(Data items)

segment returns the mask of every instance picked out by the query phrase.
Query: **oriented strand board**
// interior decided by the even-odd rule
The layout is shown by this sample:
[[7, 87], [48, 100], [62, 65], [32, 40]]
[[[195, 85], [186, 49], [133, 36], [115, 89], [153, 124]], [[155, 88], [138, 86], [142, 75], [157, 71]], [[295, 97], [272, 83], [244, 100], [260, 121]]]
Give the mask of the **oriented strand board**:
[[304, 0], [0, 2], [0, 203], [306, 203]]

AIM OF THE EXERCISE:
Recast the rows above as a JSON list of strings, one string per line, leaving out blank lines.

TASK SOLUTION:
[
  "segment returns the mask of every instance picked out by the query phrase.",
  "Query: **oriented strand board**",
  "// interior decided by the even-odd rule",
  "The layout is shown by this sample:",
  "[[7, 87], [48, 100], [62, 65], [32, 40]]",
  "[[[195, 85], [186, 49], [133, 36], [115, 89], [153, 124]], [[155, 88], [138, 86], [142, 75], [157, 71]], [[295, 97], [272, 83], [244, 100], [260, 121]]]",
  "Give the mask of the **oriented strand board**:",
  "[[304, 0], [0, 2], [0, 203], [306, 203]]"
]